# What is asked:
Locate each line in the records below that contains the word "petal" and copy those lines out in full. Count only matches with the same case.

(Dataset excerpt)
------------------------------------------------------------

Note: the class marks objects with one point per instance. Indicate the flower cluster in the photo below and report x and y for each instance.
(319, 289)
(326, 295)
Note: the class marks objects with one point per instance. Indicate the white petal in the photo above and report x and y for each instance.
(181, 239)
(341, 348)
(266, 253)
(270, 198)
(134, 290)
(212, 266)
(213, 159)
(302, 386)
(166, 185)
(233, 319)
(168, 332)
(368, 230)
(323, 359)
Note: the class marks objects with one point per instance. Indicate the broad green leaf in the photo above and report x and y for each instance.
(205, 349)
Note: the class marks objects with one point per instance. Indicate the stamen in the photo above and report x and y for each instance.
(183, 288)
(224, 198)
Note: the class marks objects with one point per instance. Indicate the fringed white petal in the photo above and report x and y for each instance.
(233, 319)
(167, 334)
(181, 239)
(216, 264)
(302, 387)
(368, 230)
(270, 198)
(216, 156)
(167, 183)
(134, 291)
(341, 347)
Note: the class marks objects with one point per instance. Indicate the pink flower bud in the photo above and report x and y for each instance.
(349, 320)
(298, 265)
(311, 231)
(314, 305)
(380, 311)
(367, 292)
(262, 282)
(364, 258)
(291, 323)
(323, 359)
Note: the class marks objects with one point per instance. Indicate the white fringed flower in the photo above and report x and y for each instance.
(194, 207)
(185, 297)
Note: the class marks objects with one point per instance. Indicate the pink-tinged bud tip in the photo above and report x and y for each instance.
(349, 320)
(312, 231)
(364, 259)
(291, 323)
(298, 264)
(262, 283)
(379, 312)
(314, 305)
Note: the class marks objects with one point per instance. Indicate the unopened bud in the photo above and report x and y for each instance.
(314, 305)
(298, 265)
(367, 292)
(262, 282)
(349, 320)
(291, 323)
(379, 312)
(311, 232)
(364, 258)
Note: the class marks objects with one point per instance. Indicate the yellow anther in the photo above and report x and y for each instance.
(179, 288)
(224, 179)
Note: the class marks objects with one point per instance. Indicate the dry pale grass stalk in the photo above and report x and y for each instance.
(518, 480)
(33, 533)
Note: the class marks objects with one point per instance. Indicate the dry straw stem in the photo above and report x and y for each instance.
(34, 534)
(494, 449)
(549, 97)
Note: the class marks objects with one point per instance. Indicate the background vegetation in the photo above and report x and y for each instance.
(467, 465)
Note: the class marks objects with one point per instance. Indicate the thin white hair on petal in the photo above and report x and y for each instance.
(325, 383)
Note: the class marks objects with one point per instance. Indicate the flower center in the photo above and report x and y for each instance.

------------------------------------------------------------

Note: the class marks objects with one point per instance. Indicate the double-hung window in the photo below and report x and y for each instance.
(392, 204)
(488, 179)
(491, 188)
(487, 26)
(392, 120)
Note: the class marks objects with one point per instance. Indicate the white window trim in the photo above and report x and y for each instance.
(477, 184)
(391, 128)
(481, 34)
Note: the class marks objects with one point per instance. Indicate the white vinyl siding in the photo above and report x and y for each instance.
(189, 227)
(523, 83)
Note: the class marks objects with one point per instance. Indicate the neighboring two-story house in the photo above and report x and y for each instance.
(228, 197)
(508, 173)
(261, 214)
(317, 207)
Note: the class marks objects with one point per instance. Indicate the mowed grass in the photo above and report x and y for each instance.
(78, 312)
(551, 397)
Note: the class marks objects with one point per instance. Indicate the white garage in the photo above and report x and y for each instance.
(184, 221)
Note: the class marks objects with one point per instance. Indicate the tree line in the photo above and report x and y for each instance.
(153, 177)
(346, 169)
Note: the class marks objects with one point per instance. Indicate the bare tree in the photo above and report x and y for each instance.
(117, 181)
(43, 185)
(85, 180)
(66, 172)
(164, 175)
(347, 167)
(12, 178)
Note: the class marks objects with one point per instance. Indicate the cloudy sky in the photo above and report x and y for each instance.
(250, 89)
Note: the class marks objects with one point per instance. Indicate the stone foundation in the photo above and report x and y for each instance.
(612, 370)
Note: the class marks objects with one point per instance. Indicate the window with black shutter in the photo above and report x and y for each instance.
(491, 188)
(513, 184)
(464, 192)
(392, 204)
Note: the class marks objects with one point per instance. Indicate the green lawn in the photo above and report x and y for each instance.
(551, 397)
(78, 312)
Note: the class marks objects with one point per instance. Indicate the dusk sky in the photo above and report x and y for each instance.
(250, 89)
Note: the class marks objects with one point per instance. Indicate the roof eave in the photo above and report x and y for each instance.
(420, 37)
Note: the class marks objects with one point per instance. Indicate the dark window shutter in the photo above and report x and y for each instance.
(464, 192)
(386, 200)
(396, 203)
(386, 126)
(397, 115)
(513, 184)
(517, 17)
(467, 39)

------------------------------------------------------------

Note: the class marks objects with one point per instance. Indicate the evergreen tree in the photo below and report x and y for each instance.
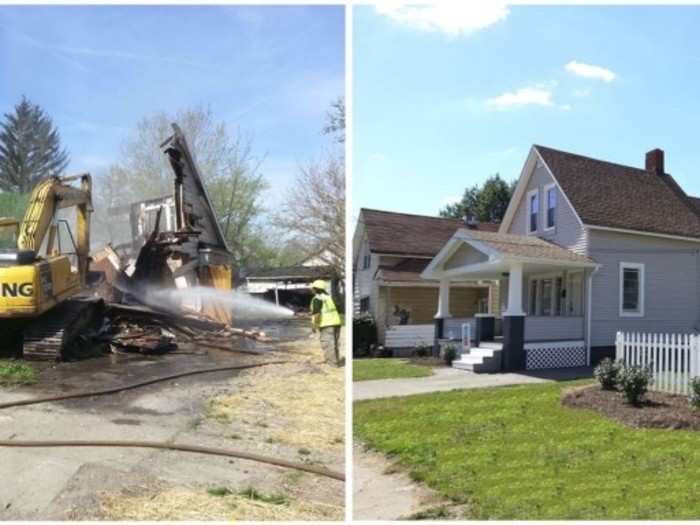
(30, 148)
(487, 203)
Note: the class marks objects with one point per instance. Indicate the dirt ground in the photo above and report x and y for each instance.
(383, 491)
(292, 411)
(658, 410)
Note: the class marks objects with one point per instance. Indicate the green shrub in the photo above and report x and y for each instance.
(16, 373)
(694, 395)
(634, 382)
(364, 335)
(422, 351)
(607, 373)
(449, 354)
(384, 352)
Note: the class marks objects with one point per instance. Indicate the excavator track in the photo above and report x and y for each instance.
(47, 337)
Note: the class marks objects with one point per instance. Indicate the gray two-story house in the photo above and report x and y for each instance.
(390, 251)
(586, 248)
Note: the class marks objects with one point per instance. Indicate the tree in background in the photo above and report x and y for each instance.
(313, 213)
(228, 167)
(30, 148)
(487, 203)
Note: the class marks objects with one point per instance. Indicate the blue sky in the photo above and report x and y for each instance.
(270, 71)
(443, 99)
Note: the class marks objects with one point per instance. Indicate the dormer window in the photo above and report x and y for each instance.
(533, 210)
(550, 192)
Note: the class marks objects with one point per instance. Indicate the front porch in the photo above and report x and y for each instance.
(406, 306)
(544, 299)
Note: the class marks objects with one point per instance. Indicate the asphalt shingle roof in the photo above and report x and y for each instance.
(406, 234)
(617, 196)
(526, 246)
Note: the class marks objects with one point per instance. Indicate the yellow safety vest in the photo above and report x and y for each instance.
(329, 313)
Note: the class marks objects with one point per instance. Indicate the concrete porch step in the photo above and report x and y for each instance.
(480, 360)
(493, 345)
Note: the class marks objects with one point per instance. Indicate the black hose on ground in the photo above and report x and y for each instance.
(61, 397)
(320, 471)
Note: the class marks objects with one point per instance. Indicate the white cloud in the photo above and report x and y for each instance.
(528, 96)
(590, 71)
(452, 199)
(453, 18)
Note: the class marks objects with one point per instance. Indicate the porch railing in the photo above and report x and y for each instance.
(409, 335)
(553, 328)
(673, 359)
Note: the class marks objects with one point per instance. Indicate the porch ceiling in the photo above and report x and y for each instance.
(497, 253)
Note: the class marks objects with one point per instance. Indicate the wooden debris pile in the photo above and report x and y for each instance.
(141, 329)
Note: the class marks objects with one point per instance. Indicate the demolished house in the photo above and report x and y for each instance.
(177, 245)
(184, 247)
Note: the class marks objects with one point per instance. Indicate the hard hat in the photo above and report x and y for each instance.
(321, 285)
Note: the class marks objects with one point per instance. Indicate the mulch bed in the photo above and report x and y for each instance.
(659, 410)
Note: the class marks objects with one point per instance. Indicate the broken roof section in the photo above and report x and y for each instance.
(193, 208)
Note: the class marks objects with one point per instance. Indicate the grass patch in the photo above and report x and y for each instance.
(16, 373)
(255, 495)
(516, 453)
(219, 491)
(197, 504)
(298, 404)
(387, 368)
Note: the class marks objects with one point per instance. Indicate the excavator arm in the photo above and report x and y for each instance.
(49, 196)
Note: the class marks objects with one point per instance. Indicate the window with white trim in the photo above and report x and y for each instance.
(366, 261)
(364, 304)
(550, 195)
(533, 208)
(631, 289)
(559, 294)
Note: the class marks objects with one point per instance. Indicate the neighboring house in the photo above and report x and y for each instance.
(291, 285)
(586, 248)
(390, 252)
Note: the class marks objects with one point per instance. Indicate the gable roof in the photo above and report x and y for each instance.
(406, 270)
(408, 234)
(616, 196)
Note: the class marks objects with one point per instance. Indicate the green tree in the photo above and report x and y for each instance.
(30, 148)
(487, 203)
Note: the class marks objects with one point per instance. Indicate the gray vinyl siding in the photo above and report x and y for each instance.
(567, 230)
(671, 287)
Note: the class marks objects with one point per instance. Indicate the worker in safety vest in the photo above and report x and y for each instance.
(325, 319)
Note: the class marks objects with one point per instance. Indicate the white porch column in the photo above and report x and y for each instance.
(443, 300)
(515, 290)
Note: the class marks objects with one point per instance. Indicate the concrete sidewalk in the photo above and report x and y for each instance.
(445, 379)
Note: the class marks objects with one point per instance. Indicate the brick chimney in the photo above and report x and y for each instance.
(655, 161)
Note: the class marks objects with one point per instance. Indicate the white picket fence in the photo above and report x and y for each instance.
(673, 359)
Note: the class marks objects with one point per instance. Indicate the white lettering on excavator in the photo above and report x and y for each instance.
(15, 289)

------------------------------------------------------------

# Worked answer:
Note: the class marks objects with one point per instance. Indicate the white petal in the photo above and report x and y for each instance.
Note: the class marks objects with one point per instance. Indicate the fringed white petal in the photo above and report x and y for each instance.
Note: the class marks objects with one point per instance. Indicate the thin white hair on petal in the photo above and report x and y for each instance.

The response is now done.